Résumez en deux phrases l'article sur l'offensive du maréchal Haftar contre Tripoli.
===== Document
L’événement géostratégique régional a été créé, dans la soirée du mercredi 3 avril 2019, par l’offensive militaire lancée par le maréchal Khalifa Belqasim Haftar pour prendre le contrôle de la capitale libyenne, Tripoli, où est basé le gouvernement d’«union nationale» (GNA) de Fayez al-Sarraj.

Cette nouvelle escalade de violence inquiète la communauté internationale et les pays voisins (Tunisie et Algérie) qui ont subi indirectement les affres de cette crise. Le pire des risques est de voir toute la zone du Maghreb s’embraser et connaître un sort similaire à celui de la Syrie. 

Cette offensive a suscité moult interrogations : pourquoi les choses se sont soudainement précipitées ? Quelles sont les chances de succès de cette offensive ? Quelle serait son impact sur la Tunisie en cas de victoire de Haftar et quels seront les partis politiques tunisiens qui seront les plus affectés ?

Dans cet article en trois parties, nous essayerons d’apporter des éléments de réponse à l’ensemble de ces questions.

Le contexte de l’offensive 

Pour les observateurs avertis du dossier libyen, cette offensive était prévisible, se dessinait depuis plusieurs mois et obéissait à une certaine logique militaire.

Depuis plus de deux ans, le maréchal Haftar ne cesse d’annoncer la libération de la capitale historique de Libye, Tripoli, mais il n’en avait pas les moyens, du moins jusqu’à ces deux derniers mois.

Il est basé à l’est du pays, à Benghazi, capitale de la plus vaste province du pays, la Cyranéique. Il lui a fallu d’abord débarrasser les villes de cette région, particulièrement de Benghazi et de Derna, de tous les terroristes. Une fois cette province pacifiée, il s’est engagé dans le sud où il a conquis, durant les mois de janvier et de février 2019, la ville de Sebha, capitale de la deuxième province du pays Fezzan (sud-ouest). Il a surtout pris le contrôle de deux gisements de pétrole autour de cette grande ville et des postes frontaliers avec les pays voisins du sud (Soudan, Tchad et Niger).

Forte de ces précieuses victoires avec le plus souvent la complicité de tribus locales, l’armée du maréchal Haftar, autoproclamée «Armée nationale libyenne (ANL)», a lancé son projet de reconquête du nord-ouest du pays, c’est-à-dire la province de la Tripolitaine.

Pourquoi ce timing ?
==========
===== Enregistrements de données
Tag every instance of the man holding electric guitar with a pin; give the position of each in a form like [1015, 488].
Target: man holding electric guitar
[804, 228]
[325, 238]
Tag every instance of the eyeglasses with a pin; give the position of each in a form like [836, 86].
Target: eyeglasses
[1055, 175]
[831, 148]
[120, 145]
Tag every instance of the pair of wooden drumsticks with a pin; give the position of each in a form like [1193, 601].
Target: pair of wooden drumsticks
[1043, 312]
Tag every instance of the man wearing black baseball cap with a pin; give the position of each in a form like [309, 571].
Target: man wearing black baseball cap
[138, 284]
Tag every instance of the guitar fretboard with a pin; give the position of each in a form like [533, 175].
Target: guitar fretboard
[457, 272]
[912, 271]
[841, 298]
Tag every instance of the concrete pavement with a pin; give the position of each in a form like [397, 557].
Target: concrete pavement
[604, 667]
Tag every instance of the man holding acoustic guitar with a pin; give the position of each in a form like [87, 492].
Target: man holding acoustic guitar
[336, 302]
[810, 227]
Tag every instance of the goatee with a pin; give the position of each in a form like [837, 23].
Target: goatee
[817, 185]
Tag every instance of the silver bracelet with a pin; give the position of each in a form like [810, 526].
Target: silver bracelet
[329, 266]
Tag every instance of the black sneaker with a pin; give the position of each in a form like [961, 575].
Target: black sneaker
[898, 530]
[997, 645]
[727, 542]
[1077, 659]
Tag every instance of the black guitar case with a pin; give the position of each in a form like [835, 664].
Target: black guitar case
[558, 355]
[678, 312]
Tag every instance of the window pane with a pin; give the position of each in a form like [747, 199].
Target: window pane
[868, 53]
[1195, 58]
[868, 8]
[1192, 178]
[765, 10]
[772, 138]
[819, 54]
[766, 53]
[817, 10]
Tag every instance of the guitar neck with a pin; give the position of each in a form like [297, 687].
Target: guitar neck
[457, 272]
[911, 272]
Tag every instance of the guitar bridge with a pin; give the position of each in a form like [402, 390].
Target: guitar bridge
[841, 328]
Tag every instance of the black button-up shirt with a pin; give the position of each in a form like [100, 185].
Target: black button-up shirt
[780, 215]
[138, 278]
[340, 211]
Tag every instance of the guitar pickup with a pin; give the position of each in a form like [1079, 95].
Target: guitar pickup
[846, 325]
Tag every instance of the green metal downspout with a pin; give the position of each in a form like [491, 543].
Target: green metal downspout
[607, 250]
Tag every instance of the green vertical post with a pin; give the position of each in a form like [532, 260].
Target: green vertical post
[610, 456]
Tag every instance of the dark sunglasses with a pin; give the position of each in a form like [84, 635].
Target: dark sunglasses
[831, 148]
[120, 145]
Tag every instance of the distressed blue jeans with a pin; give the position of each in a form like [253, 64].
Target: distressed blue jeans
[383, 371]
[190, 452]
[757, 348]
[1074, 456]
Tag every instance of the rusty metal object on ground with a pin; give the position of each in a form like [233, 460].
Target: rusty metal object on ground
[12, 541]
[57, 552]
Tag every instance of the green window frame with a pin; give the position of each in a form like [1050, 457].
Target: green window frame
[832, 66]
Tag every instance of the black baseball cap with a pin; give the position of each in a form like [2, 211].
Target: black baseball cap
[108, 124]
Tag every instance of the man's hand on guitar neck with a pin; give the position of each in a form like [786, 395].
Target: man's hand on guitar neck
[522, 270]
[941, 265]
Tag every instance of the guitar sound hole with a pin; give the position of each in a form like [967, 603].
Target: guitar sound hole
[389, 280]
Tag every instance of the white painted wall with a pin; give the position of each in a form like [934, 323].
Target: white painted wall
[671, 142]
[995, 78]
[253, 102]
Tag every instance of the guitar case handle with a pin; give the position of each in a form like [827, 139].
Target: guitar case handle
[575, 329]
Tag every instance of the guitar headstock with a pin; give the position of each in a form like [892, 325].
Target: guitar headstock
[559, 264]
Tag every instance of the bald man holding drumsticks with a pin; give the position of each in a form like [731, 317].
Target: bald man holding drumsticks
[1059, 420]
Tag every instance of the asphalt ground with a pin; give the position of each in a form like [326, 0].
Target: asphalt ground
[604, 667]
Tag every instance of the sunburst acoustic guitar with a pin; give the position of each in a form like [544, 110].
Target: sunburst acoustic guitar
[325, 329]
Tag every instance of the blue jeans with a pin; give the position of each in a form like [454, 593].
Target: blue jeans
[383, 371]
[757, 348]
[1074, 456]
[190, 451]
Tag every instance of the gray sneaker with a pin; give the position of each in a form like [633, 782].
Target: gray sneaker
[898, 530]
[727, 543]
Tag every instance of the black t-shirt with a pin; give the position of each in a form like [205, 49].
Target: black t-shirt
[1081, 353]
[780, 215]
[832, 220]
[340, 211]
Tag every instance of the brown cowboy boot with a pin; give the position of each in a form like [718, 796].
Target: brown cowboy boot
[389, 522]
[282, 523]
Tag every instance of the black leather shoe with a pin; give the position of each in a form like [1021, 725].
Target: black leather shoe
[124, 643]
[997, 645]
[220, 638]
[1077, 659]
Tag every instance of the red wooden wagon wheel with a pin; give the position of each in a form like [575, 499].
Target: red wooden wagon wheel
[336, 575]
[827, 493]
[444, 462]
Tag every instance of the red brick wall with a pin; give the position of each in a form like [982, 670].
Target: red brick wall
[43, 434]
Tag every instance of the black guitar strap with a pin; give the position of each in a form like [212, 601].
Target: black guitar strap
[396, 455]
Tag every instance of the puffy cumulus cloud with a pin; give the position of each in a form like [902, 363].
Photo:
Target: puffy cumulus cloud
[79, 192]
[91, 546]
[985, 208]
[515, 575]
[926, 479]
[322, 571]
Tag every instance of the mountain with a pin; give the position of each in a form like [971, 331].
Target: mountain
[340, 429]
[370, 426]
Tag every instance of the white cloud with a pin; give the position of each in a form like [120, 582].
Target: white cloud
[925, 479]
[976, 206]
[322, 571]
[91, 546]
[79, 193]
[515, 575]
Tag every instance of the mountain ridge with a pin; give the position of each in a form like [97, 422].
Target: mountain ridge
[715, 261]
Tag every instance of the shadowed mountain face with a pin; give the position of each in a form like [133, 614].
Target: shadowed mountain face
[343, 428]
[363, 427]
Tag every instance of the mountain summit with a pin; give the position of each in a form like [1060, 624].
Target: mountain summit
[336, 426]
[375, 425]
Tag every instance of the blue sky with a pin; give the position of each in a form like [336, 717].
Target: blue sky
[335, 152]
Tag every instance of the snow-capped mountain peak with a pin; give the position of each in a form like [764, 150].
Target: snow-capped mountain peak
==========
===== Enregistrements de données
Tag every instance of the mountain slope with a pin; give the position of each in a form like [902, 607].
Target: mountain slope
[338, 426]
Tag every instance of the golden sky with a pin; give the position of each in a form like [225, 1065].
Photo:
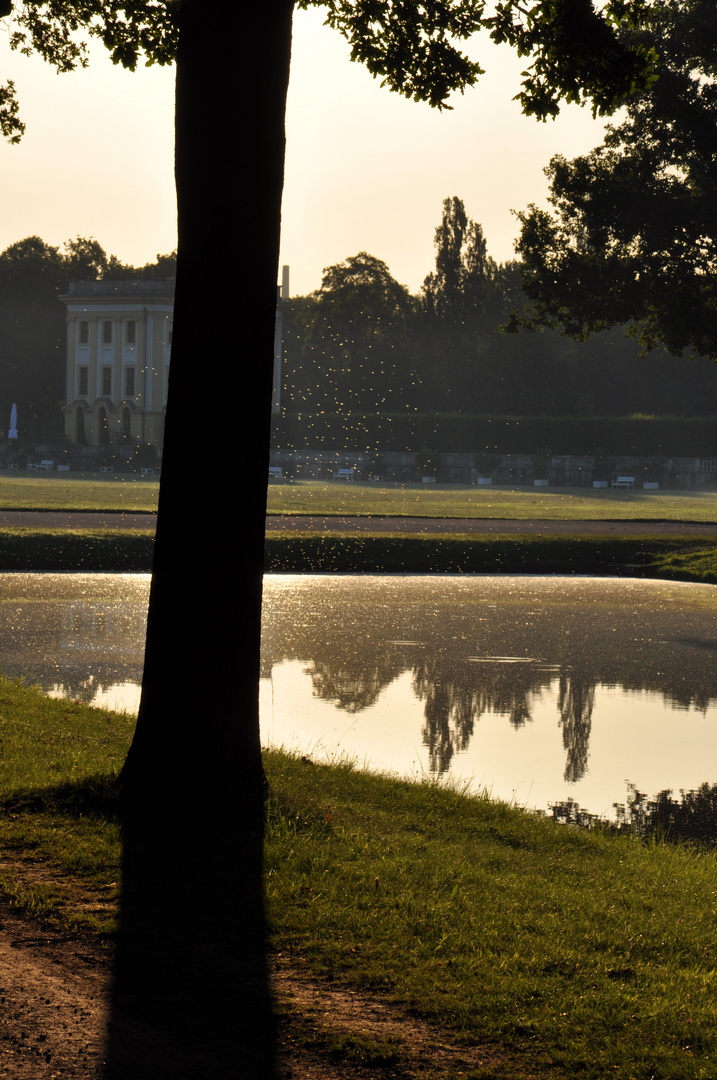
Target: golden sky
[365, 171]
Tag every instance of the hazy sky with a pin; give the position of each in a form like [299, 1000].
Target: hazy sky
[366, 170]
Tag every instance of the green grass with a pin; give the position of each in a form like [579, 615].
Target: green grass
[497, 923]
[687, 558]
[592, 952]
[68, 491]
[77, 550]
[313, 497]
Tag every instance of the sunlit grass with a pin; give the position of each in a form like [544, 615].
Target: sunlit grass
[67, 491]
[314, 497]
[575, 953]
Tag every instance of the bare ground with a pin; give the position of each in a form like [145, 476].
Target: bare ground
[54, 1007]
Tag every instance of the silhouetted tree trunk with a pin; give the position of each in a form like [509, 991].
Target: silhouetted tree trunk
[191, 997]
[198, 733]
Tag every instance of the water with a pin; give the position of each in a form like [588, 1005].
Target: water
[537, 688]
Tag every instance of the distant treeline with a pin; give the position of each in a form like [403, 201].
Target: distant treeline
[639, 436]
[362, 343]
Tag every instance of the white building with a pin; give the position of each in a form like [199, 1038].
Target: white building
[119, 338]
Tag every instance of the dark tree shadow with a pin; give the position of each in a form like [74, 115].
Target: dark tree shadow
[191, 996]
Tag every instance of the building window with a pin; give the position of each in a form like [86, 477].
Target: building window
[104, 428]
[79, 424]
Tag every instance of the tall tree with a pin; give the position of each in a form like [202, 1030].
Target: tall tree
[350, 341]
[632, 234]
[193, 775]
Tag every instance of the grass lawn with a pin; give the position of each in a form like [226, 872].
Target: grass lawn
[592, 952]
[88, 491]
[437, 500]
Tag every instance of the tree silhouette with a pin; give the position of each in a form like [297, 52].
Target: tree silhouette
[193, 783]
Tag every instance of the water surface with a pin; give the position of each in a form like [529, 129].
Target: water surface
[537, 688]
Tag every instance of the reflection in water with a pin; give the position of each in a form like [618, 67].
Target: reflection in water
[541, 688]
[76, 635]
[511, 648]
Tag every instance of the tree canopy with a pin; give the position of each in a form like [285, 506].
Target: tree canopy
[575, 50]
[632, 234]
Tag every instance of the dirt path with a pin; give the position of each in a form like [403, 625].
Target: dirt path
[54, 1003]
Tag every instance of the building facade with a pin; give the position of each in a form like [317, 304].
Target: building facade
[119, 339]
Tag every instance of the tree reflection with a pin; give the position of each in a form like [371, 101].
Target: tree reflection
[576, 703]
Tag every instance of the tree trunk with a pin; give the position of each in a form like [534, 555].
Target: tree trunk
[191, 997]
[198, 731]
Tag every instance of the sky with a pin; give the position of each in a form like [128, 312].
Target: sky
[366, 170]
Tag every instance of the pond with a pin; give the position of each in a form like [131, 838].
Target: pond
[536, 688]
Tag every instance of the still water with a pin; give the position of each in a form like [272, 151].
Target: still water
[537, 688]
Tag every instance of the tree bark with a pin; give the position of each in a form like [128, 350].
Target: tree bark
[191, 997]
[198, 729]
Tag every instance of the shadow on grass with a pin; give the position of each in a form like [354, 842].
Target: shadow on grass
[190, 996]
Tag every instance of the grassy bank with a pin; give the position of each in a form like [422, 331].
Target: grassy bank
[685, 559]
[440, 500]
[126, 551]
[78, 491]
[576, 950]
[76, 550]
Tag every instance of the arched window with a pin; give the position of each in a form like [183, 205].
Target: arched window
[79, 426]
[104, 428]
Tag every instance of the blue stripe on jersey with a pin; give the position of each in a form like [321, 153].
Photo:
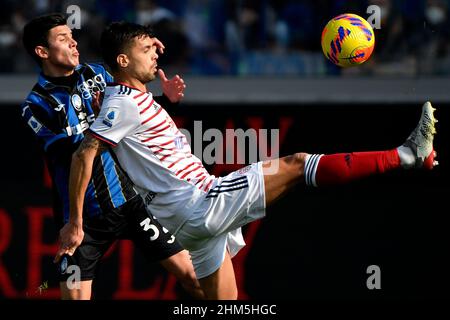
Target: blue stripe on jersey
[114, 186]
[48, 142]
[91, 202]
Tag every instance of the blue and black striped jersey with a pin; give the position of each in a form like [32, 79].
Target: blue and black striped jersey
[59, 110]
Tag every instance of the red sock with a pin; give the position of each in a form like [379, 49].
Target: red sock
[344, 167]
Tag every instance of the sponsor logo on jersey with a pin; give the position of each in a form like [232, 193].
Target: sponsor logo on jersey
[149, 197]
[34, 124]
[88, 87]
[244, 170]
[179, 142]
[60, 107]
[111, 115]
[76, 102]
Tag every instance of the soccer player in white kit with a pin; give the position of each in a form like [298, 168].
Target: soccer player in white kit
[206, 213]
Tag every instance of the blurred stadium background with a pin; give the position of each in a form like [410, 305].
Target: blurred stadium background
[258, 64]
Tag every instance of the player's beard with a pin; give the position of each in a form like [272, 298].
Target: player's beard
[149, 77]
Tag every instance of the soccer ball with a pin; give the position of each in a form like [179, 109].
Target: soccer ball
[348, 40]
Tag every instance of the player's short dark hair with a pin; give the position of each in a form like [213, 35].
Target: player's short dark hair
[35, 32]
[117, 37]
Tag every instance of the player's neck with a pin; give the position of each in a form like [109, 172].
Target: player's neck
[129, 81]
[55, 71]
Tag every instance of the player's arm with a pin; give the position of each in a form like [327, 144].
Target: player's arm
==========
===== Enregistrements de données
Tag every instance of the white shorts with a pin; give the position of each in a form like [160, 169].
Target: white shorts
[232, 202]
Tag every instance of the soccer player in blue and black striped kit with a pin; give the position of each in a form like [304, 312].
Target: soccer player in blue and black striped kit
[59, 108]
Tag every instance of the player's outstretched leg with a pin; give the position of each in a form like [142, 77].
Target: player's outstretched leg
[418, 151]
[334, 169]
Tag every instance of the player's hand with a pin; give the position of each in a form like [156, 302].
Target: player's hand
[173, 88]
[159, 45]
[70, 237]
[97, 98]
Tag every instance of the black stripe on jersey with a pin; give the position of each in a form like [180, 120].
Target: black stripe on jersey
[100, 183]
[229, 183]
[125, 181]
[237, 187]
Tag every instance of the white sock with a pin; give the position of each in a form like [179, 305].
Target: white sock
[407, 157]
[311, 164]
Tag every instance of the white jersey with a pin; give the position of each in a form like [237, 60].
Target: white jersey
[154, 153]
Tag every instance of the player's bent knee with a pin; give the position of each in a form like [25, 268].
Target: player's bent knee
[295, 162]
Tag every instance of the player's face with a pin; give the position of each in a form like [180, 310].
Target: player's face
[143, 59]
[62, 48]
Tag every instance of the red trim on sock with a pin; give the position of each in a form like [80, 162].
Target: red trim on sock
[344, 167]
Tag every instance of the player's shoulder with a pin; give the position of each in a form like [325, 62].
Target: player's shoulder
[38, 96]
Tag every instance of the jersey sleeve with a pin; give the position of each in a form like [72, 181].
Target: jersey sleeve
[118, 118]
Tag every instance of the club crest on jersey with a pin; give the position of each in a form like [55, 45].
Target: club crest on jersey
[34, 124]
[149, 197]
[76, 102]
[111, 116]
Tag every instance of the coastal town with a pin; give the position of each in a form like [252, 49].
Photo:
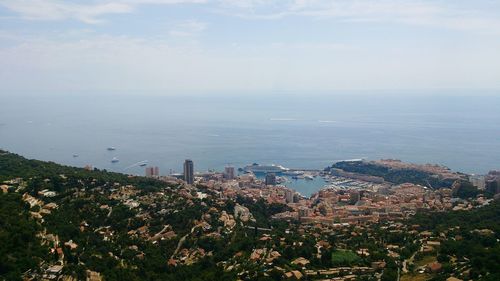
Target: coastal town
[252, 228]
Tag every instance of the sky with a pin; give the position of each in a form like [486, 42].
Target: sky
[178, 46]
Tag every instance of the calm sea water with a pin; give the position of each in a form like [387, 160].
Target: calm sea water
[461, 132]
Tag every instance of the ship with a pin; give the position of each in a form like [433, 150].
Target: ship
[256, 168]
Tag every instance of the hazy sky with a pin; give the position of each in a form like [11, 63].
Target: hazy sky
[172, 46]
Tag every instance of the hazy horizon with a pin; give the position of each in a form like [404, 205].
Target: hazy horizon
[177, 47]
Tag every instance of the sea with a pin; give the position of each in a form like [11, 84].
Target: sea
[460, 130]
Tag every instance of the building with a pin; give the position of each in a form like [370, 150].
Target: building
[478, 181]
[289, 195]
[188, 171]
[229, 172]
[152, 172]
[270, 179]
==========
- _Réponse complète_:
Le mercredi 3 avril 2019 au soir, le maréchal Khalifa Haftar a lancé une offensive militaire pour prendre Tripoli, où siège le gouvernement d'union nationale de Fayez al-Sarraj, ce qui inquiète la communauté internationale ainsi que la Tunisie et l'Algérie voisines. Après avoir débarrassé des terroristes les villes de l'est, dont Benghazi et Derna, puis conquis en janvier et février 2019 la ville de Sebha, deux gisements de pétrole et des postes frontaliers du sud, son armée a lancé la reconquête de la Tripolitaine.